Problem requirements: Write the entries out again exactly as they stand, but without the pictures.

Exercise data:
====================
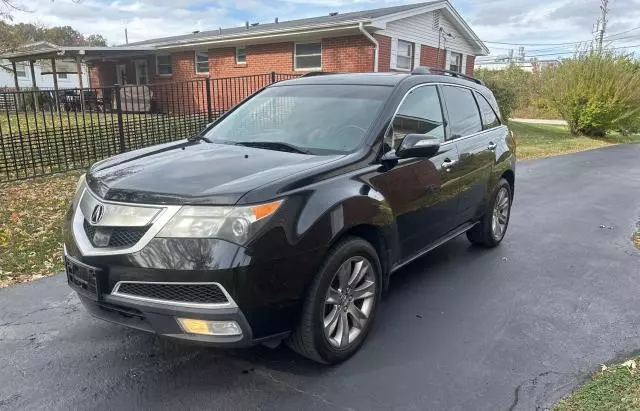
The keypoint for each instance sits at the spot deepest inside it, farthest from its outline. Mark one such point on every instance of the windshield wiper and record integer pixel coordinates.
(199, 137)
(273, 145)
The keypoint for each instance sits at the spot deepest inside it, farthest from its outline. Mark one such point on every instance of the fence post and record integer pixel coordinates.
(121, 145)
(209, 102)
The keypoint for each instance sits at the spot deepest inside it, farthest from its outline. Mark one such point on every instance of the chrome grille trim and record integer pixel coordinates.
(229, 304)
(162, 216)
(118, 214)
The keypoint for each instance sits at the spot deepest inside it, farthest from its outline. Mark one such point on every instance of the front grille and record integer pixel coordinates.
(115, 237)
(184, 293)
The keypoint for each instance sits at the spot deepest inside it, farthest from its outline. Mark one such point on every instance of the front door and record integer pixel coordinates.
(121, 74)
(421, 192)
(142, 73)
(476, 149)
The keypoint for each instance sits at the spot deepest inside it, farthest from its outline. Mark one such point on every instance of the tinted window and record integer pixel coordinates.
(420, 113)
(464, 117)
(489, 117)
(322, 119)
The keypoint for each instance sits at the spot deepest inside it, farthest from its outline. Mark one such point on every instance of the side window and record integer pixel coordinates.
(420, 113)
(489, 117)
(464, 117)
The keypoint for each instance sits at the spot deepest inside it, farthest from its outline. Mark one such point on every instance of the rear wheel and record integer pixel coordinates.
(493, 226)
(340, 305)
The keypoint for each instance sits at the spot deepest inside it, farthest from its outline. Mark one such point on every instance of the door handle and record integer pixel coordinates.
(447, 164)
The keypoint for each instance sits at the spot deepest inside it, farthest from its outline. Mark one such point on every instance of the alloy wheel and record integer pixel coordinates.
(349, 302)
(500, 214)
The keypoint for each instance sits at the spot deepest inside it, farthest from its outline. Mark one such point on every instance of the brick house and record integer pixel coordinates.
(387, 39)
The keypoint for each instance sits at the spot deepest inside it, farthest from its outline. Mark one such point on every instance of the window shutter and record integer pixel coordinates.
(394, 53)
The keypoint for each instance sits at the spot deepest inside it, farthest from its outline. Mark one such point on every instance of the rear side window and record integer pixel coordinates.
(420, 113)
(489, 117)
(464, 117)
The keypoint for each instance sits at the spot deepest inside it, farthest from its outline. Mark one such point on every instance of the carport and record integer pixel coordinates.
(62, 59)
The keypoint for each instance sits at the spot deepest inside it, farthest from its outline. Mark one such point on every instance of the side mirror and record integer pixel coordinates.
(418, 145)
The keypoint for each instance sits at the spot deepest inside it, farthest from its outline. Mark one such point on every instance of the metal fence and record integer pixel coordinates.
(44, 132)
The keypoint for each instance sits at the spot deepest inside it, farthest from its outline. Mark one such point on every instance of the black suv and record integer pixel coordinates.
(285, 218)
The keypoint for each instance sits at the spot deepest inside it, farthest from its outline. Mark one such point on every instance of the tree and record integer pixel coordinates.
(596, 92)
(96, 40)
(7, 7)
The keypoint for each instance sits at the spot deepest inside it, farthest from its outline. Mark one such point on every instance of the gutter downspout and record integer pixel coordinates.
(375, 43)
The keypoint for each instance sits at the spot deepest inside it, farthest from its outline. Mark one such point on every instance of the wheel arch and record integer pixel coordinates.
(380, 241)
(510, 176)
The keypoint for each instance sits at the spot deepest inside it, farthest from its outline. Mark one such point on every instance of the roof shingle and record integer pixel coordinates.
(284, 25)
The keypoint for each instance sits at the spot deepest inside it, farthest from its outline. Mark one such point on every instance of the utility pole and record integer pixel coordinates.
(604, 7)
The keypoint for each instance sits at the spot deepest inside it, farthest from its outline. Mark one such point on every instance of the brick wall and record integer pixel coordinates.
(350, 54)
(261, 59)
(343, 54)
(384, 52)
(471, 62)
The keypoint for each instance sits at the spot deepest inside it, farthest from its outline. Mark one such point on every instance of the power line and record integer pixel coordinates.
(608, 37)
(603, 23)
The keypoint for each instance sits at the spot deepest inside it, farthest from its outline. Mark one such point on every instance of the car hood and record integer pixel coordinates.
(194, 172)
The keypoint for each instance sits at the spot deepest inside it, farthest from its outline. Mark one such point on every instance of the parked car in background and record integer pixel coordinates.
(287, 216)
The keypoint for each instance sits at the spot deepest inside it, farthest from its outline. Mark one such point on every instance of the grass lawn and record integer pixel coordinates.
(615, 388)
(541, 140)
(31, 217)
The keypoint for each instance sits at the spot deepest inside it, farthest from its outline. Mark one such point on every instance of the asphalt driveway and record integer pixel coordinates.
(461, 329)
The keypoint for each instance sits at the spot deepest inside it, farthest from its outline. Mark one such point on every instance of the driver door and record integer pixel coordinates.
(421, 192)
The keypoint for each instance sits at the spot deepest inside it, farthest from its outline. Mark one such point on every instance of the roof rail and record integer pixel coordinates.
(439, 71)
(317, 73)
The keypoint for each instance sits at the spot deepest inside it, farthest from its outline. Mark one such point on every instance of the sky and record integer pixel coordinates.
(546, 28)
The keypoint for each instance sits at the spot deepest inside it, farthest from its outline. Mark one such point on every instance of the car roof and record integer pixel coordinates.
(376, 79)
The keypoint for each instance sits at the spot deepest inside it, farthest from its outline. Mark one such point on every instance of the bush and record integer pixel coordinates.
(513, 87)
(595, 93)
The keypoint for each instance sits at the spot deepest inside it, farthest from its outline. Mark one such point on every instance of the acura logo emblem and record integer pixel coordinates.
(96, 215)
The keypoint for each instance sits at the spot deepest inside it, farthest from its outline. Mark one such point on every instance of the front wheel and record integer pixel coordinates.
(493, 226)
(340, 305)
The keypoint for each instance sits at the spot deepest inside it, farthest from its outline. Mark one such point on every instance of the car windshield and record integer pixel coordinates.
(314, 119)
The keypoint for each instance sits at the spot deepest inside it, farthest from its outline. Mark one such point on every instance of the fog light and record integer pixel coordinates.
(202, 327)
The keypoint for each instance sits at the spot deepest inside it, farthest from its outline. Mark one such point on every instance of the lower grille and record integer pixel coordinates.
(116, 237)
(178, 293)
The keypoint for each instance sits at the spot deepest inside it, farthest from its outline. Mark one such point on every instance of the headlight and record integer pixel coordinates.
(235, 224)
(80, 186)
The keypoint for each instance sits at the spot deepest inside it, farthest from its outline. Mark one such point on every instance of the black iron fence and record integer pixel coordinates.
(44, 132)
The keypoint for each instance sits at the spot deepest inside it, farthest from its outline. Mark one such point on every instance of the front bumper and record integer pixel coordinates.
(160, 319)
(266, 280)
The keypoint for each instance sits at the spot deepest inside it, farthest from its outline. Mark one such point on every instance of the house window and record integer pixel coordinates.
(241, 55)
(405, 55)
(456, 62)
(21, 70)
(142, 75)
(308, 56)
(202, 62)
(163, 64)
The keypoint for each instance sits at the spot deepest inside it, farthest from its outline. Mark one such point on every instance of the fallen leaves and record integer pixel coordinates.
(31, 219)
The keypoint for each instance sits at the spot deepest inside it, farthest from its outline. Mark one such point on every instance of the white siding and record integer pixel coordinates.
(6, 77)
(419, 29)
====================
Output for this task:
The keypoint for each instance sits at the spot deepest inside it, farthest from its outline. Mark one such point on every instance of the windshield wiper and record integer pixel coordinates.
(199, 137)
(273, 145)
The keypoint for each instance sits at the spot deepest inside it, farthest from its outline. Mark one such point on every instance of the fence post and record integer pixel coordinates.
(121, 145)
(209, 102)
The keypoint for each instance sits at the spot deepest inside it, farthest from its outline. Mark one such point on every instance of the chrome grille trim and record integer pixel coordinates.
(229, 304)
(162, 216)
(118, 214)
The keypoint for each instance sits at the spot deepest inside it, farthest from its outline. Mark one such point on every instance of the front grille and record integer pixel coordinates.
(115, 237)
(184, 293)
The keypoint for each instance sits at the spot deepest inside it, farthest from its outline. Mark one such point on every instance of the front door and record integer pixel coordinates.
(121, 74)
(421, 192)
(142, 73)
(476, 149)
The keypoint for each instance sits at the spot deepest inside it, farthest from its outline. Mark one such point on every instance of the tinted window and record integer pixel coordinates.
(420, 113)
(464, 117)
(489, 117)
(322, 119)
The keypoint for each instance sits at the spot deepest inside it, farthest from its outline. Mark one such point on every instance of the side window and record integer pixel coordinates.
(420, 113)
(489, 117)
(464, 117)
The keypoint for each instance sits at the spot deepest inside it, farthest from its outline. Mark one such point on every instance of the rear wheel and record integer pixel coordinates.
(493, 226)
(340, 305)
The keypoint for each instance sits at the spot deepest inside it, farthest from its outline. Mark one such point on every instance of the door handle and record integer pixel coordinates.
(447, 164)
The keypoint for each instance sits at the spot deepest inside it, farthest from its outline. Mark one such point on every instance of the alloy wheel and record integer pixel coordinates.
(349, 302)
(500, 214)
The keypoint for each instance sits at the spot deepest inside it, farthest from its outline. Mark one such point on every instance of the brick house and record integer pixel coordinates.
(387, 39)
The keypoint for each instance sits at the spot deepest inside it, farthest from its outline. Mark one such point on every instance of the window shutter and record integer pixel coordinates.
(394, 53)
The keypoint for each instance sits at the spot deepest inside it, farthest from its outline. Mark one such point on every instance of the rear side window and record integer pixel coordinates.
(420, 113)
(489, 117)
(464, 117)
The keypoint for each instance sits at the spot deepest inside it, farthest from its outline. Mark one such point on every instance of the carport and record integer pixel coordinates.
(62, 59)
The keypoint for each instance sits at the spot deepest inside it, farthest from its outline. Mark one such point on every instance of the side mirror and record integer pixel coordinates.
(418, 145)
The keypoint for each instance sits at the spot deepest inside it, farthest from its outline. Mark one such point on every instance of the metal fence and record integer pixel coordinates.
(44, 132)
The keypoint for each instance sits at the spot deepest inside it, farthest from its outline. Mark one such point on every instance of the black suv and record integer pixel coordinates.
(285, 218)
The keypoint for each instance sits at the spot deepest inside it, farthest from its outline. Mark one such point on every instance of the tree and record integer pixel coordinates.
(596, 92)
(96, 40)
(7, 7)
The keypoint for each instance sits at the spot deepest inside it, farthest from its outline. Mark one such point on every instance of the gutter downspout and record integer pixel coordinates.
(375, 43)
The keypoint for each instance sits at the spot deepest inside it, farthest from its outline. Mark one such point on every instance of the wheel arch and record integer pixel coordinates.
(380, 241)
(510, 176)
The keypoint for each instance sits at the spot deepest inside it, farthest from its outline. Mark one such point on every instance of the roof shingle and record integer pixel coordinates.
(284, 25)
The keypoint for each instance sits at the spot deepest inside it, farthest from its outline. Mark one such point on every instance of the utility pole and record integer pixel coordinates.
(604, 7)
The keypoint for each instance sits at the spot deepest inside it, farthest from its outline. Mark one such point on every instance of the brick wall and record integer pixel coordinates.
(350, 54)
(261, 59)
(343, 54)
(384, 52)
(471, 62)
The keypoint for each instance sits at the spot deepest inside it, farthest from its outline. Mark one such point on every instance of the power line and record integer pixel coordinates.
(608, 37)
(603, 23)
The keypoint for each instance sits at the spot deepest inside it, farthest from its outline. Mark one such point on every instance of the car hood and record integer pixel coordinates.
(194, 172)
The keypoint for each instance sits at the spot deepest inside it, farthest from its outline. Mark one such point on every instance of the parked car in background and record integer pixel coordinates.
(287, 216)
The keypoint for each instance sits at the spot deepest inside it, farthest from its outline. Mark one such point on every instance of the grass lawn and record integer pixel coordinates.
(615, 388)
(541, 140)
(31, 217)
The keypoint for each instance sits at the spot deepest inside it, farthest from its outline. Mark one such point on every instance of the asphalt driveway and record integer pixel coordinates.
(461, 329)
The keypoint for each instance sits at the spot deepest inside it, farthest from its outline. Mark one such point on every instance of the driver door and record integer pixel coordinates.
(421, 192)
The keypoint for each instance sits at the spot deepest inside it, farthest from its outline. Mark one such point on every instance of the roof rail and record integer pixel coordinates.
(439, 71)
(317, 73)
The keypoint for each instance sits at the spot deepest inside it, farthest from its outline. Mark one such point on every instance of the sky and record integer pixel coordinates.
(546, 28)
The keypoint for each instance sits at the spot deepest inside it, farthest from its outline. Mark one such point on every instance of the car roof and record integer pixel coordinates.
(376, 79)
The keypoint for each instance sits at the spot deepest inside it, farthest from its outline. Mark one such point on every instance of the bush and record integer pixel coordinates.
(513, 87)
(595, 93)
The keypoint for each instance sits at the spot deepest inside it, farthest from its outline. Mark one such point on every instance of the acura logo emblem and record integer pixel coordinates.
(96, 215)
The keypoint for each instance sits at the spot deepest inside it, farthest from its outline. Mark one such point on every instance of the front wheel and record integer pixel coordinates.
(493, 226)
(340, 305)
The keypoint for each instance sits at the spot deepest inside it, farthest from its outline. Mark one such point on every instance of the car windshield and record integer pixel coordinates.
(314, 119)
The keypoint for each instance sits at the spot deepest inside it, farthest from its outline. Mark one such point on every instance of the fog light and record integer pixel coordinates.
(202, 327)
The keypoint for each instance sits at the spot deepest inside it, farthest from its outline. Mark one such point on every instance of the lower grille and record integer pixel coordinates.
(116, 237)
(178, 293)
The keypoint for each instance sits at the spot deepest inside it, farthest from its outline. Mark one such point on every instance of the headlight and record integer pixel coordinates.
(235, 224)
(80, 186)
The keypoint for each instance sits at the spot deepest inside it, farthest from its outline. Mark one such point on every instance of the black iron fence and record integer pixel coordinates.
(44, 132)
The keypoint for each instance sits at the spot deepest inside it, farthest from its outline. Mark one such point on every instance of the front bumper and record integer pixel coordinates.
(160, 319)
(266, 280)
The keypoint for each instance sits at the spot deepest inside it, farthest from its outline. Mark one such point on every instance of the house window and record integer pixel coordinates.
(241, 55)
(405, 55)
(456, 62)
(21, 70)
(142, 75)
(308, 56)
(202, 62)
(163, 64)
The keypoint for each instance sits at the spot deepest inside it, farthest from its outline. Mark one such point on every instance of the fallen leaves and record integer pixel coordinates.
(31, 219)
The keypoint for each instance sits at the spot deepest inside it, farthest from its outline. Mark one such point on every instance of the white siding and record integer pixel coordinates.
(6, 77)
(419, 29)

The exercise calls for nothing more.